Set out every line of the rows below as a Markdown table with the columns Line and Entry. Number each line in Line, put its text in Entry, and skip any blank lines.

━━━

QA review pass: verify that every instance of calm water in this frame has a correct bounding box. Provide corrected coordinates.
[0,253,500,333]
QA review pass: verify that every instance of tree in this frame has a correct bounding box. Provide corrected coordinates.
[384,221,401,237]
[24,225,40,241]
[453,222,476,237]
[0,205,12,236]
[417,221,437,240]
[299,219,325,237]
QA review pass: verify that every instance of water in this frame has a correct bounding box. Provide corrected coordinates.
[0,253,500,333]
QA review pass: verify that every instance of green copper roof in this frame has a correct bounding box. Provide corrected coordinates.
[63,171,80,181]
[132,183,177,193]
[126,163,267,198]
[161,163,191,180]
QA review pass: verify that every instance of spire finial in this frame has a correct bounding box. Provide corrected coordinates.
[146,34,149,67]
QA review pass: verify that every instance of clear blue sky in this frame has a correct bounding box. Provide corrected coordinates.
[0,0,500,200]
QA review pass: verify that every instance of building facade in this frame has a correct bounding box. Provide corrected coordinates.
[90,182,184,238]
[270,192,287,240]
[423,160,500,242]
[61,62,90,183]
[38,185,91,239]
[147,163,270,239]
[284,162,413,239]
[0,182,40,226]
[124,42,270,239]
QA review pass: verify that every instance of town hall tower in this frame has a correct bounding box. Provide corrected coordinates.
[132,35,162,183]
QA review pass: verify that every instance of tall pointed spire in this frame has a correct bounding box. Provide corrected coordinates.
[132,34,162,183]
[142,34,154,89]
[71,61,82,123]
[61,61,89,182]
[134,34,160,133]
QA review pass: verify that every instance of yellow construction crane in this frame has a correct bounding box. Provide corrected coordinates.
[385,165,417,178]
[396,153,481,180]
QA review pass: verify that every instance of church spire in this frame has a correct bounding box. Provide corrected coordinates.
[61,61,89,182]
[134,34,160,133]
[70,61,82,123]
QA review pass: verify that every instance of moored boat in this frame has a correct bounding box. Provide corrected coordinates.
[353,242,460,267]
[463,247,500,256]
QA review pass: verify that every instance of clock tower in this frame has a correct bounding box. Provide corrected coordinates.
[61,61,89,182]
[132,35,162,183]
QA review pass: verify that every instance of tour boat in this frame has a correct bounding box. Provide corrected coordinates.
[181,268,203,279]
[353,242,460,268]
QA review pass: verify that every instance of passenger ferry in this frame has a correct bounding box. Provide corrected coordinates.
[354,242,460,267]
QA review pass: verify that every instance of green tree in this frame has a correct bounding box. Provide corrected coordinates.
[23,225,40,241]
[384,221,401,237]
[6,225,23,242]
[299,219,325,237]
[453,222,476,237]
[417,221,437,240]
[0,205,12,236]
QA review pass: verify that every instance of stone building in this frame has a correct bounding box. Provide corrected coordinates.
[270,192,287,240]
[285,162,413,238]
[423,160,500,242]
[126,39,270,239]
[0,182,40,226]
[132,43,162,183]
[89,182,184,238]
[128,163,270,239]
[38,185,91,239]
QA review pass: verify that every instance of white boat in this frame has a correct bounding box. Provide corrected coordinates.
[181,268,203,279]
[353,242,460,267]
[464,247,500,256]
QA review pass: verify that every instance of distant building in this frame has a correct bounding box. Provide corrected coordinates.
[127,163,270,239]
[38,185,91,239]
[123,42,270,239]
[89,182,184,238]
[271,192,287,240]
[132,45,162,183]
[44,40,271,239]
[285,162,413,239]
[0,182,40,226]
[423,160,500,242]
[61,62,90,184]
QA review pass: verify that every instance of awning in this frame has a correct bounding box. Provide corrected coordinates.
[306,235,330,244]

━━━

▶ [OUTPUT OF THE EXERCISE]:
| Line | Entry |
|---|---|
| 1 | QA review pass: verify that every instance of calm water in this frame has a correct bounding box. Provide corrected coordinates. |
| 2 | [0,253,500,333] |
| 3 | QA review pass: verify that every instance of tree in this frame has a correct bounding box. Provide corrected coordinates. |
| 4 | [384,221,401,237] |
| 5 | [24,225,40,241] |
| 6 | [453,222,476,237] |
| 7 | [0,205,12,236] |
| 8 | [417,221,437,240] |
| 9 | [299,219,325,237] |
| 10 | QA review pass: verify that every instance of water in this frame has a correct bounding box. Provide corrected coordinates. |
| 11 | [0,253,500,333] |
| 12 | QA review pass: verify that every instance of green copper roof in this frame has a correct bounding box. Provide corrected coordinates. |
| 13 | [63,171,80,181] |
| 14 | [132,183,177,193] |
| 15 | [126,163,267,198] |
| 16 | [161,163,191,180] |
| 17 | QA review pass: verify that every instance of spire finial in this frame has a correct bounding box. Provide corrected coordinates. |
| 18 | [146,34,149,67] |
| 19 | QA review pass: verify that every instance of clear blue sky in this frame has a correct bounding box. Provide corrected coordinates. |
| 20 | [0,0,500,200] |
| 21 | QA review pass: verify that every instance of building facade in this frame has a correct bounding box. Provide corrected coordinates. |
| 22 | [90,182,184,238] |
| 23 | [270,192,287,240] |
| 24 | [423,160,500,242] |
| 25 | [61,62,90,183] |
| 26 | [38,185,91,239] |
| 27 | [147,163,270,239] |
| 28 | [284,162,413,239] |
| 29 | [0,182,40,226] |
| 30 | [124,42,270,239] |
| 31 | QA review pass: verify that every instance of town hall tower in this frame has a correct bounding box. Provide corrected coordinates. |
| 32 | [132,35,162,183] |
| 33 | QA review pass: verify that every instance of tall pointed spire in this frame has a correct bounding box. Provide corrected coordinates. |
| 34 | [132,34,162,183] |
| 35 | [142,34,154,89] |
| 36 | [71,61,82,123] |
| 37 | [61,61,89,182] |
| 38 | [134,34,160,133] |
| 39 | QA review pass: verify that every instance of yellow construction crane in this frame has a correct bounding box. Provide corrected coordinates. |
| 40 | [385,165,417,178] |
| 41 | [396,153,481,180] |
| 42 | QA review pass: verify that every instance of church spire in this frame has a correct bounding box. Provide corrected coordinates. |
| 43 | [61,61,89,182] |
| 44 | [134,34,160,133] |
| 45 | [70,61,82,123] |
| 46 | QA review pass: verify that every instance of moored boat in this frame has a correct bounding box. Provide corrected coordinates. |
| 47 | [353,242,460,267] |
| 48 | [463,247,500,256] |
| 49 | QA review pass: verify that every instance of clock tower in this frame has a correct bounding box. Provide corrected coordinates. |
| 50 | [61,61,89,182] |
| 51 | [132,35,162,183] |
| 52 | QA review pass: verify that every instance of tour boat in this frame has a correct bounding box. Provide corrected coordinates. |
| 53 | [181,268,203,279] |
| 54 | [353,242,460,268] |
| 55 | QA review pass: verify that every instance of passenger ferry in this frame has a correct bounding box. Provide corrected coordinates. |
| 56 | [354,242,460,267] |
| 57 | QA review pass: verify that every instance of green tree in this frame has a correct bounding box. Provide corrected coordinates. |
| 58 | [23,225,40,241] |
| 59 | [384,221,401,237] |
| 60 | [6,225,23,242] |
| 61 | [299,219,325,237] |
| 62 | [453,222,476,237] |
| 63 | [417,221,437,240] |
| 64 | [0,205,12,236] |
| 65 | QA review pass: verify that every instance of stone building in this frame has a correct bounding box. Provide corrected coordinates. |
| 66 | [270,192,287,240] |
| 67 | [285,162,413,238] |
| 68 | [423,160,500,242] |
| 69 | [126,39,270,239] |
| 70 | [0,182,40,226] |
| 71 | [132,43,162,183] |
| 72 | [89,182,184,238] |
| 73 | [128,163,270,239] |
| 74 | [38,185,91,239] |
| 75 | QA review pass: verify that every instance of white boat in this frame has a correct bounding box. Provide corrected coordinates. |
| 76 | [181,268,203,279] |
| 77 | [353,242,460,267] |
| 78 | [464,247,500,256] |
| 79 | QA review pass: verify that every instance of distant building in this frame has a correct bounding box. Provide corrected coordinates. |
| 80 | [127,163,270,239] |
| 81 | [38,185,91,239] |
| 82 | [123,42,270,239] |
| 83 | [89,182,184,238] |
| 84 | [271,192,287,240] |
| 85 | [132,45,162,183] |
| 86 | [44,40,271,239] |
| 87 | [285,162,413,239] |
| 88 | [0,182,40,226] |
| 89 | [423,160,500,242] |
| 90 | [61,62,90,184] |
| 91 | QA review pass: verify that every instance of awning in this frame has a correct bounding box. Provide corrected coordinates. |
| 92 | [306,235,330,244] |